[Excerpt to read — start]
Ok, am done with ruffled rant :o)

Great website. I have been a visitor for a bit over a year now and I recommend TOD and Robert Rapiers blog to all energy minded people. I am located in Melbourne, Australia and would be delighted to see a local TOD.

One minor observation. There used to be a button on the right column that gave link to the latest oil prices. I think there was a graph or something as well. This seems to have vanished. Can we bring back some sort of energy prices info source?

The Yahoo charts we used to use froze up on us...we'll be bringing them back in due course.

In fact, they're still stuck on August 10th!

http://finance.yahoo.com/q?s=CLV07.NYM

We have already emailed yahoo and they said they're fixing it, but we would be willing to discuss other alternatives (though chart size is an important factor--most of them are too big for our right sidebar.)

Could you get the chart from 321energy? It's more of a daily chart than weekly, but it looks nice.

too big, and it shrinks badly. :(

Yahoo seems to be upgrading its entire Finance section. Strange how long the Futures site has been down though.

There are articles here on the regular but its the Drum Beat that draws me in ... congrats on the standings ... and the Economist ad. But isn't that backwards? The Economist should be hiring TOD for fact checking services or something.

In addition to purchasing ad-space, The Economist recently made a major concession to The Oil Drum.

On page 27 of their recent report, Heading for the Rocks they write:

...given the lack of any major prospects for increased production outside of Saudi Arabia, and the threat of geo-political tension in key oil-producing areas, a return to US $20/barrel oil remains highly unlikely, even in our worst case scenario.
[Excerpt to read — finish]
[Provided material — start]
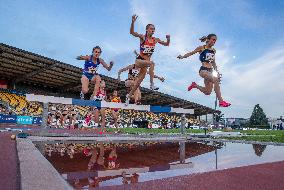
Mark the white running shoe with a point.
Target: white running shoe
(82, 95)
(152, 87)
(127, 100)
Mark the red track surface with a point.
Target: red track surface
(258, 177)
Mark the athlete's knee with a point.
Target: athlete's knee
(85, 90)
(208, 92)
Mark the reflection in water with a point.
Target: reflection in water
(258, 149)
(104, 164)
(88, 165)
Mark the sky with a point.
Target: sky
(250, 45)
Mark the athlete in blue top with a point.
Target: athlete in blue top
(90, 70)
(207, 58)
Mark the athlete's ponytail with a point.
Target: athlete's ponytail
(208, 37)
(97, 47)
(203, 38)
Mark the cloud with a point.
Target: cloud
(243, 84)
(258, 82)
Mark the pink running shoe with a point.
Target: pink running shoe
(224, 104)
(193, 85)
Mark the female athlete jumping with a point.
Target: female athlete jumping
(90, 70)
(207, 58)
[Provided material — finish]
[Provided material — start]
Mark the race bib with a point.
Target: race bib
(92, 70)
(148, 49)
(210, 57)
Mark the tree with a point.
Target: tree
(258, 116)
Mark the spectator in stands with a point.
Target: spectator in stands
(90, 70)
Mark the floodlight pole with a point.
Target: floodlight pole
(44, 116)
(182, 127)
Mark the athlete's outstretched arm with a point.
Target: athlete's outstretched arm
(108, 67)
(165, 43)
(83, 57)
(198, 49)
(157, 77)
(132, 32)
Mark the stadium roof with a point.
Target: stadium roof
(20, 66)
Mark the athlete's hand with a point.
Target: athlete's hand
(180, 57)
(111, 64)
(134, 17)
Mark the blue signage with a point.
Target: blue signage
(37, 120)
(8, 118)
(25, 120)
[Provided material — finish]
[Provided material — start]
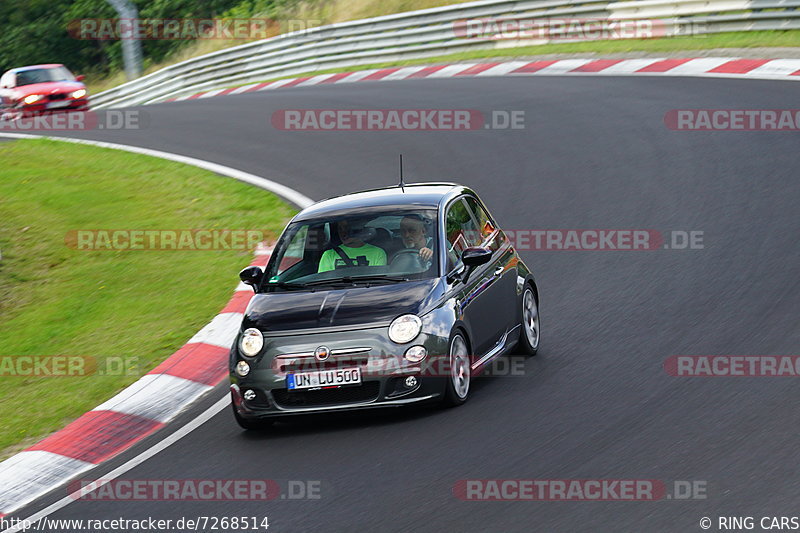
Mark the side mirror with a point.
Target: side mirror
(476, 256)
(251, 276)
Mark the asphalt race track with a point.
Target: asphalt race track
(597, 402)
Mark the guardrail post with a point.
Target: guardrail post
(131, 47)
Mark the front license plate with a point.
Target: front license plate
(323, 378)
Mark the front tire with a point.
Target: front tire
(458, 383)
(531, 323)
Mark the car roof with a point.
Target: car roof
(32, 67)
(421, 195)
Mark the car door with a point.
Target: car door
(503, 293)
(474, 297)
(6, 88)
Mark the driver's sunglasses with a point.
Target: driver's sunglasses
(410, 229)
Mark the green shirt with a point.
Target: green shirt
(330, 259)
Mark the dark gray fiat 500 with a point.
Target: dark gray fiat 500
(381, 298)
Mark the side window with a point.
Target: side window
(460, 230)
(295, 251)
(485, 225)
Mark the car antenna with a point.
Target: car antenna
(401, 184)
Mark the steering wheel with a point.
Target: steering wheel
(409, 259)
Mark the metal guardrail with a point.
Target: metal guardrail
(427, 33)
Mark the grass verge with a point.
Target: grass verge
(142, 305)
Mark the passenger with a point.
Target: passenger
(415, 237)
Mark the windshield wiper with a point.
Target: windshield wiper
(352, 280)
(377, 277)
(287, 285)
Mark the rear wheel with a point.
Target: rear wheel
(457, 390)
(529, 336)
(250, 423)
[Provided material — finish]
◆ Check your understanding:
1. List every website that the comment thread names.
2. Answer each of the following from the comment thread.
(a) Where is the commenter who recommends TOD located?
(b) On what date are the Yahoo charts said to be stuck?
(c) On which page of the report "Heading for the Rocks" does the quoted passage appear?
3. State whether each statement agrees with the comment thread, and quote the words that decide it.
(a) The commenter from Melbourne has been visiting the site for less than six months.
(b) Yahoo replied that it is fixing the problem with the charts.
(c) The chart from 321energy was turned down for being too small.

◆ Completed exercise:
1.
TOD (The Oil Drum)
Robert Rapiers blog
Yahoo (its Finance section)
321energy

2.
(a) Melbourne, Australia
(b) August 10th
(c) Page 27

3.
(a) No: "I have been a visitor for a bit over a year now"
(b) Yes: "We have already emailed yahoo and they said they're fixing it"
(c) No: "too big, and it shrinks badly."